Restate each of the lines given below, word for word.

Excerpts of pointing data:
◇ ◇ ◇ ◇ ◇

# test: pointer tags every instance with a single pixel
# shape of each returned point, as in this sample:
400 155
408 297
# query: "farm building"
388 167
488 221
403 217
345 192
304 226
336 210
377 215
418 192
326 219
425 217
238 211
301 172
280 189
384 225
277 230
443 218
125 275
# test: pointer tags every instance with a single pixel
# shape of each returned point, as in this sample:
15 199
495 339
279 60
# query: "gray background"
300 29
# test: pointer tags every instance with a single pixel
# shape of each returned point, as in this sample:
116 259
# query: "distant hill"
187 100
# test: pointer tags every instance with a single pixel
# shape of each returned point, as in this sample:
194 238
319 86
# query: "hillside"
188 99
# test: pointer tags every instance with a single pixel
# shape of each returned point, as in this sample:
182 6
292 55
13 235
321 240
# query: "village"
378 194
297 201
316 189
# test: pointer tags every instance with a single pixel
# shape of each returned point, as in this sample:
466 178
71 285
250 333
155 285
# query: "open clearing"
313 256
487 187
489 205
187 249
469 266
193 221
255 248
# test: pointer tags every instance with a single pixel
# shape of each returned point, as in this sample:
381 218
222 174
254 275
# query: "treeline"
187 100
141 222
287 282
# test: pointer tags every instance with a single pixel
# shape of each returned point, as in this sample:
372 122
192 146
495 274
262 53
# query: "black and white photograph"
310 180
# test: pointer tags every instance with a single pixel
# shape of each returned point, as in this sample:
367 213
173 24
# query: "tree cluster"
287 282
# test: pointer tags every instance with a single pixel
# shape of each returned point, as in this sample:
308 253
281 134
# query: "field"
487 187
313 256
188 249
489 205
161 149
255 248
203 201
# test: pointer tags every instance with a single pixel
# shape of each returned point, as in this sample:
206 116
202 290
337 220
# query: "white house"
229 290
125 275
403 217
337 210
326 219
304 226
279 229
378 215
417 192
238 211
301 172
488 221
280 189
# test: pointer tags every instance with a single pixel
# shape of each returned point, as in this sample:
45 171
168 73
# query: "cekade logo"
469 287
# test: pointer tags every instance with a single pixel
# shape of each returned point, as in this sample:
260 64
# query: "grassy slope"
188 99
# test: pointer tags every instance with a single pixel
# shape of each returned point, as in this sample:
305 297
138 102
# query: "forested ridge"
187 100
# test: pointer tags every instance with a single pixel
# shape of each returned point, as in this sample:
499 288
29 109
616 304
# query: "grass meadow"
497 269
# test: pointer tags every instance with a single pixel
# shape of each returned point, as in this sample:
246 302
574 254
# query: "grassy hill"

◇ ◇ ◇ ◇ ◇

The output:
# test: pointer tags every instance with a single pixel
# shape of each returned point, as in this sample:
400 155
408 297
# query: "farm building"
388 167
488 221
403 217
345 192
304 226
336 210
377 215
418 192
326 219
425 217
238 211
301 172
280 189
384 225
277 230
443 218
125 275
# test: pointer tags every instance with a single pixel
# shape of each returned point, as in this sample:
15 199
495 339
279 60
# query: "gray background"
300 29
# test: pointer tags every instance with a single pixel
# shape of each returned point, as in this sample:
116 259
# query: "distant hill"
187 100
# test: pointer tags every instance with a single pixel
# shape of each returned point, as in this sample:
194 238
319 86
# query: "hillside"
188 99
# test: pointer tags every instance with a single pixel
# shape of each returned point, as in this sample:
182 6
292 55
13 235
321 240
# query: "village"
378 194
297 201
316 189
# test: pointer tags every instance with a single pixel
# shape of each returned point, as in this sample:
466 178
71 285
250 333
155 285
# query: "open clearing"
313 256
487 187
489 205
187 249
469 266
193 221
255 248
# test: pointer tags every instance with a single pixel
# shape of each returned point, as in this sample:
381 218
222 174
254 275
# query: "treeline"
187 100
141 222
287 282
# test: pointer tags every instance with a single pixel
# shape of each returned point, as in this sample:
372 122
192 146
495 274
262 53
# query: "black and white photograph"
310 180
# test: pointer tags every instance with a single pixel
# shape of each returned point, as in this sample:
367 213
173 24
# query: "tree cluster"
287 282
# test: pointer tags every instance with a single pixel
# shape of each returned point, as in this sample:
308 253
281 134
# query: "field"
487 187
313 256
188 249
489 205
161 149
255 248
203 201
# test: pointer tags every instance with a single pixel
# shape of each returned point, as in this sample:
206 116
202 290
337 220
# query: "white house"
229 290
125 275
403 217
337 210
326 219
304 226
279 229
378 215
417 192
238 211
301 172
488 221
280 189
# test: pointer tags every instance with a single pixel
# shape of each returned point, as in this sample:
45 171
168 73
# query: "cekade logo"
469 287
# test: pointer tags every instance with a single pixel
# shape of each returned point, as in this sample:
260 64
# query: "grassy slope"
188 99
# test: pointer tags every instance with a single pixel
# shape of each returned point, as in this sample:
305 297
138 102
# query: "forested ridge"
187 100
# test: pointer tags every instance with a single pixel
# shape of each returned point, as in this sample:
499 288
29 109
616 304
# query: "grass meadow"
497 269
# test: pointer tags every instance with a single pixel
# shape of each returned point, as in this sample:
246 302
574 254
# query: "grassy hill"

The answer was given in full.